** What you will do **
A: Reproduce the passage of the venture capital overview from "Joe Lonsdale (cofounder" up to and including "begins generating revenue.".
B: Answer these questions from the venture capital overview.
(i) Which stage has historically been the highest returning but also the riskiest private asset class?
(ii) What firm does Joe Lonsdale say he runs?
(iii) What does participating in the Series A give venture investors access to?

── Excerpt

3 min watch

Joe Lonsdale answers "What is VC?"

Joe Lonsdale
Joe Lonsdale Co-Founder, Executive Chairman

3 min watch

Joe Lonsdale (cofounder of Palantir, Addepar and Partner of 8VC) provides a high-level overview of VC.

Key Takeaways

  • Venture capital is investment into private companies, often at the earlier stages of their development. These companies tend to be disruptors either within existing industries or creating entirely new industries.
  • Investments occur at different stages - pre-seed/seed, Series A and Series B+. As companies go for later funding rounds, risk typically decreases as the product and team becomes more established or as the company begins generating revenue.
  • Series A has historically been the highest returning, but also the riskiest private asset class. Very little is known about these companies as they have no track record, so investors rely on the strength of the team, the idea and the market.
  • Venture investors often do follow-on investments into later rounds of the companies they really believe in. Participating in the Series A gives them access to future rounds.
Transcript

I'm Joe Lonsdale. I'm an entrepreneur and investor. I founded several companies, including Palantir, Addapar, Open Gov, Affinity, Resilience Bio. And I run a firm called 8VC. What venture capital is, is it's taking money to help people create new businesses. And it's taking upside in these new businesses. They can be betting on how logistics should work how the single finance should work. They can be betting on how some new cryptocurrency things should work. There's basically infinite parts of the economy. You could evolve, and you can make better. But venture capital is an attempt to try a new, better way of doing things to innovate and to back these people and doing it. The way it generally works is there's a seed round, where might give them only a few million dollars to start and own a piece of their company. And that's really risky. It's really early. It's more likely to go to zero. But if you're going to own a big piece of the company for a lot less. Venture capital, as traditionally practiced at the kind of high end of the top firms, is what we call Series A and Series B investing. So, Series and Series B investing.

────
── Dataset rows

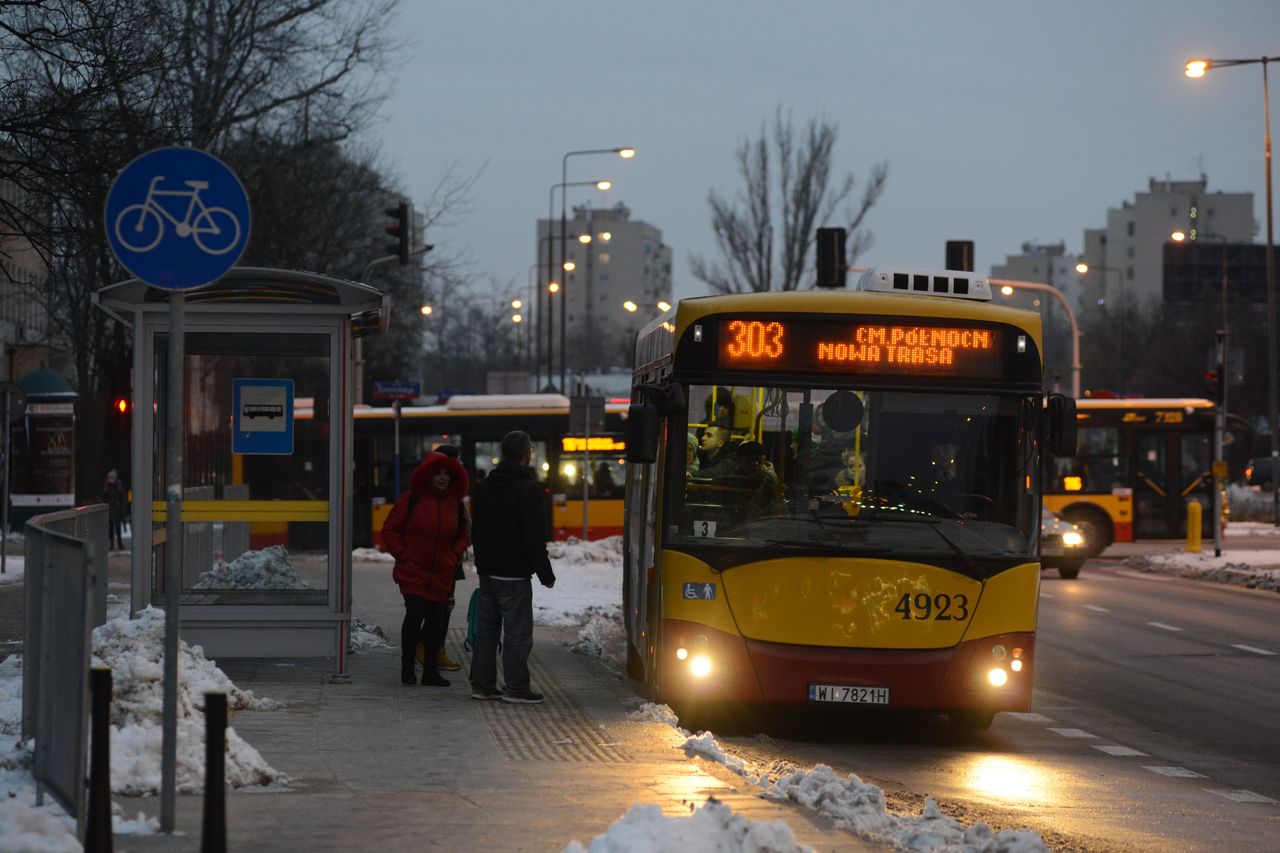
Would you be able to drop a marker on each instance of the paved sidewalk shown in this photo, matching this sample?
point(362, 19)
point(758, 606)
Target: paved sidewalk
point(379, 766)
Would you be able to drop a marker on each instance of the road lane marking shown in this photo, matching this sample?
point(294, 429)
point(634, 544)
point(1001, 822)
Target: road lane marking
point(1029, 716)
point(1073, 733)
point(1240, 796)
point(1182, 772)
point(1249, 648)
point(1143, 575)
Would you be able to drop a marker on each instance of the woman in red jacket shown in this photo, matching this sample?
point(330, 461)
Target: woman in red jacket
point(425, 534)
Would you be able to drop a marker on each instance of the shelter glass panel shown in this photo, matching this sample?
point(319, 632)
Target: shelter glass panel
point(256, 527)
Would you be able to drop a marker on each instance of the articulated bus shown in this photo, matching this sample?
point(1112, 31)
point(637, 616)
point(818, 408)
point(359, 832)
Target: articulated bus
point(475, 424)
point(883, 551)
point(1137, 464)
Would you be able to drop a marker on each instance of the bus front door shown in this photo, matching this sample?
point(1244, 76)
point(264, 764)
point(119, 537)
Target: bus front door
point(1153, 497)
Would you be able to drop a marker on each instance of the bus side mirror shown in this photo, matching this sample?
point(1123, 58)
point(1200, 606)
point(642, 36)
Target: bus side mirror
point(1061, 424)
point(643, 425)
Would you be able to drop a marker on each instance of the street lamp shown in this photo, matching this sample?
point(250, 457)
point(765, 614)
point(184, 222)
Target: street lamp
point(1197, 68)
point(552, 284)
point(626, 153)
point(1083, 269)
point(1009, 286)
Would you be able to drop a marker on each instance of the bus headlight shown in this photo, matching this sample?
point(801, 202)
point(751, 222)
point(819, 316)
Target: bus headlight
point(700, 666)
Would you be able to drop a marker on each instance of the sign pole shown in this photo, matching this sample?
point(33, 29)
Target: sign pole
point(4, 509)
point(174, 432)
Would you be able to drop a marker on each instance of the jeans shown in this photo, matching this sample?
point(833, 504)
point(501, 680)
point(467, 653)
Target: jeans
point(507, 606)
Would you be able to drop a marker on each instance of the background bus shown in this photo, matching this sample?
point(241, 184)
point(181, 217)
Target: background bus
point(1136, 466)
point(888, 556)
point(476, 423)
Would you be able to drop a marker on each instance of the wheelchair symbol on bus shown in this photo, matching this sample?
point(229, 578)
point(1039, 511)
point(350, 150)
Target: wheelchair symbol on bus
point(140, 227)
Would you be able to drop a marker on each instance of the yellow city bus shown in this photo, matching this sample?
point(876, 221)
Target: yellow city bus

────

** Solutions to each task **
A:
Joe Lonsdale (cofounder of Palantir, Addepar and Partner of 8VC) provides a high-level overview of VC.

Key Takeaways

  • Venture capital is investment into private companies, often at the earlier stages of their development. These companies tend to be disruptors either within existing industries or creating entirely new industries.
  • Investments occur at different stages - pre-seed/seed, Series A and Series B+. As companies go for later funding rounds, risk typically decreases as the product and team becomes more established or as the company begins generating revenue.

B:
(i) Series A.
(ii) 8VC.
(iii) Future rounds.